- **Exercise description**:
Bring together copies of the lines in the data below that contain the word "shutter".
Supplied entries below:
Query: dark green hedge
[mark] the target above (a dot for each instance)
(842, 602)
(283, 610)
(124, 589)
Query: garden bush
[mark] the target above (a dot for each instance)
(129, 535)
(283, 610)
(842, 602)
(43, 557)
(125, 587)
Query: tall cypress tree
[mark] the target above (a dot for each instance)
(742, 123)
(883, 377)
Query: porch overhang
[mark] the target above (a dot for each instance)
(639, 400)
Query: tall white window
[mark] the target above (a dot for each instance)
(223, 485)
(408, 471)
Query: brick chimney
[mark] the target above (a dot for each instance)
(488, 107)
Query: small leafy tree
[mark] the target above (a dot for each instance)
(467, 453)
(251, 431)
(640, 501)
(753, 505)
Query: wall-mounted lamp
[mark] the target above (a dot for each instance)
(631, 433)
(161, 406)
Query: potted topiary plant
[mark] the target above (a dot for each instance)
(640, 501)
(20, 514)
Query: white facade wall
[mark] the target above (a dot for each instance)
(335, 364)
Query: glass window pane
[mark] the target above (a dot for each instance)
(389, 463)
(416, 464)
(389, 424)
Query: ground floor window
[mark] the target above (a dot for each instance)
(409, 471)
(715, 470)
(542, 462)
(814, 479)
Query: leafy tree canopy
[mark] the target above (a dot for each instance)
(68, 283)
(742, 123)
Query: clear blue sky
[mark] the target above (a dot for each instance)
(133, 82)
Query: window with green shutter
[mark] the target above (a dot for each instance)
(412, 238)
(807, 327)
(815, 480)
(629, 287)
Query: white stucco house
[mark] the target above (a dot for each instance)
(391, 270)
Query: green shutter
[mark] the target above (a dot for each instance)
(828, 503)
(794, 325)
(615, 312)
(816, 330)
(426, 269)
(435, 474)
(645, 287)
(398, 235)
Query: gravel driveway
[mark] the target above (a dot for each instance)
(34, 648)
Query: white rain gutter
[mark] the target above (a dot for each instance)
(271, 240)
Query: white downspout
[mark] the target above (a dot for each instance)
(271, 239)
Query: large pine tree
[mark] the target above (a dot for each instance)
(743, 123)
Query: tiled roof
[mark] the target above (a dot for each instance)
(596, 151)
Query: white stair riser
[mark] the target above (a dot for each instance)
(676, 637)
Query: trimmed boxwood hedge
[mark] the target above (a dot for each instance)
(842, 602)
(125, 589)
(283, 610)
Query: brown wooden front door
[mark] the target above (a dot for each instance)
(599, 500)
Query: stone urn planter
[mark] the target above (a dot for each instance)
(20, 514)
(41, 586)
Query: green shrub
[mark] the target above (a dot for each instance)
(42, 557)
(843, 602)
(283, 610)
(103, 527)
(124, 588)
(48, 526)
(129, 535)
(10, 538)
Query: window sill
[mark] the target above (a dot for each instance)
End of Supplied entries.
- **Response**:
Query: window with green shutter
Query: green shutter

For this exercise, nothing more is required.